◆ **WORK INSTRUCTION**:
The output should be all entries, each matching the original exactly.

Data entries:
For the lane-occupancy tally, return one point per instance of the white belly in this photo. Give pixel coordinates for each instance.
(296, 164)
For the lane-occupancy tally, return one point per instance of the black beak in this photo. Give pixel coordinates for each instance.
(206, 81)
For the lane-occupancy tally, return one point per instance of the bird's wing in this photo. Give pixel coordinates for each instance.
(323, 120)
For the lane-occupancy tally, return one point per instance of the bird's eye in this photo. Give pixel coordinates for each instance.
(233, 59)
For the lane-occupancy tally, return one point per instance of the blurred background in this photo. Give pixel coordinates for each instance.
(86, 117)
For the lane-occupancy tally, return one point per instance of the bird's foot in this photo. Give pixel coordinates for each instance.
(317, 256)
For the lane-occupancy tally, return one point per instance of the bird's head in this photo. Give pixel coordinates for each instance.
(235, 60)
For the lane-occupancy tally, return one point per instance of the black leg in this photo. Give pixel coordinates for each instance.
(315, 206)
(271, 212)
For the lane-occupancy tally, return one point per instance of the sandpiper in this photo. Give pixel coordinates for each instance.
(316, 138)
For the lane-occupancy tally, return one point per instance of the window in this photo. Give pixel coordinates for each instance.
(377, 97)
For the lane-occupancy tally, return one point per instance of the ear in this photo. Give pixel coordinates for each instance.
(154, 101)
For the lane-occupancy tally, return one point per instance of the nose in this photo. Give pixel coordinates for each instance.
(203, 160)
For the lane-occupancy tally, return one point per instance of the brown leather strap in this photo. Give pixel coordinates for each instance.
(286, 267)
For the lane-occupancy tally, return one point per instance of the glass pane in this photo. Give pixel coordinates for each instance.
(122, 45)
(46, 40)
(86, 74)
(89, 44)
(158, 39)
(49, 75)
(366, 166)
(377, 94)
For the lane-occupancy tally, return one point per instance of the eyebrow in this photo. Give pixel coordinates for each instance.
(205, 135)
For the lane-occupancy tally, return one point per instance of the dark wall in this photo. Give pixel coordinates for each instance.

◆ **SOLUTION TO THE PROBLEM**:
For the lane-occupancy tally, return one point per instance of the white belly in this photo. Give pixel coordinates for each instance.
(296, 164)
For the lane-occupancy tally, return one point per instance of the black beak in this photo. Give pixel coordinates for each instance.
(206, 81)
For the lane-occupancy tally, return one point per instance of the bird's wing in this photo. Give pixel coordinates for each instance.
(323, 120)
For the lane-occupancy tally, return one point per instance of the bird's eye in this photo. Give pixel coordinates for each instance.
(233, 59)
For the lane-occupancy tally, return one point per instance of the blurred background in this photo. Give pixel coordinates for each instance.
(86, 117)
For the lane-occupancy tally, return one point per instance of the bird's foot in this photo. Give pixel coordinates for each instance.
(317, 256)
For the lane-occupancy tally, return one point per instance of the bird's head in this photo. Give pixel coordinates for each instance.
(235, 60)
For the lane-occupancy tally, return one point per instance of the black leg in this photo. Give pixel coordinates for each instance.
(315, 206)
(271, 212)
For the lane-occupancy tally, return one point per instance of the sandpiper in this photo. Give pixel coordinates for each instance.
(316, 138)
For the lane-occupancy tally, return one point per instance of the window in this photo. Give pixel coordinates for each instance.
(377, 97)
For the lane-occupancy tally, return one point per instance of the ear in this photo. Give pixel coordinates for each instance.
(154, 101)
For the lane-occupancy tally, return one point per instance of the nose in this photo. Give pixel coordinates for each instance.
(203, 160)
For the lane-occupancy tally, return one point per instance of the brown leather strap in this photo. Give pixel coordinates for each instance.
(286, 267)
For the lane-occupancy tally, return one point per instance of the glass pane in this photo. Give pixel coordinates for each instance.
(122, 45)
(46, 40)
(86, 74)
(89, 44)
(158, 39)
(49, 75)
(366, 166)
(377, 94)
For the lane-occupancy tally, return one point per instance of the eyebrow in this photo. Give pixel coordinates for each instance.
(205, 135)
For the lane-occupancy tally, return one point per instance of the dark wall in this photo. Give pixel coordinates for each instance.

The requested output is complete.